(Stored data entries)

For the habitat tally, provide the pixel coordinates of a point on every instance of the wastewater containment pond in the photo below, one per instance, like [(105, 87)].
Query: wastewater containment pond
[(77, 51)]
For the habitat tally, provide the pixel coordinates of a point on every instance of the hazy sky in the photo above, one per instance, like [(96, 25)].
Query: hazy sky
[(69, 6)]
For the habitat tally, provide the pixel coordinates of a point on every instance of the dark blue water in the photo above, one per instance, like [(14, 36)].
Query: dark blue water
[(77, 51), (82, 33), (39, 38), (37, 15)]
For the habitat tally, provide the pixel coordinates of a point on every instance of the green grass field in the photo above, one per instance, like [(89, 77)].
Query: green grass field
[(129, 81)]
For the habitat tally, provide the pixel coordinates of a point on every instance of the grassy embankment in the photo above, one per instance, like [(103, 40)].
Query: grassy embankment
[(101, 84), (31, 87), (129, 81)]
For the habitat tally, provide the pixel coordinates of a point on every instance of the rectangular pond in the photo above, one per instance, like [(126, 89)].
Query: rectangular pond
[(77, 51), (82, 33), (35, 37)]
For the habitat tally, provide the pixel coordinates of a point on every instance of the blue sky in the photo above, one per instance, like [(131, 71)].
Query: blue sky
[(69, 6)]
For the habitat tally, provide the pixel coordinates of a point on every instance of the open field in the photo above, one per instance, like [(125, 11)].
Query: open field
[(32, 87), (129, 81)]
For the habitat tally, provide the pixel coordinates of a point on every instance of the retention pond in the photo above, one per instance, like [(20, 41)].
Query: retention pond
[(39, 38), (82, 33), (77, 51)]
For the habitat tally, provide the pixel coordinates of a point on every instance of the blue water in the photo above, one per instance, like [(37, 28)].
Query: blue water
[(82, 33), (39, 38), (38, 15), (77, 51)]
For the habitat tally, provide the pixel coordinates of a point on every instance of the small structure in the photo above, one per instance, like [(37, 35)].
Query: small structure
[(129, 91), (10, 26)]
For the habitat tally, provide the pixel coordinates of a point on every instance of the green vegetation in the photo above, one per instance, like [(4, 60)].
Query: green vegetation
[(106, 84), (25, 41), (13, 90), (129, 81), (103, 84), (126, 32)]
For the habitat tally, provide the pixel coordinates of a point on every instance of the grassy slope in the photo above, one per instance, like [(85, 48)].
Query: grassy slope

WORK TASK —
If a line in the records contains the word "slope", copy it.

EXERCISE RESPONSE —
For the habitat tally, provide the pixel coordinates of a point on every instance of the grassy slope in the photo above, one per instance, like [(85, 48)].
Query: grassy slope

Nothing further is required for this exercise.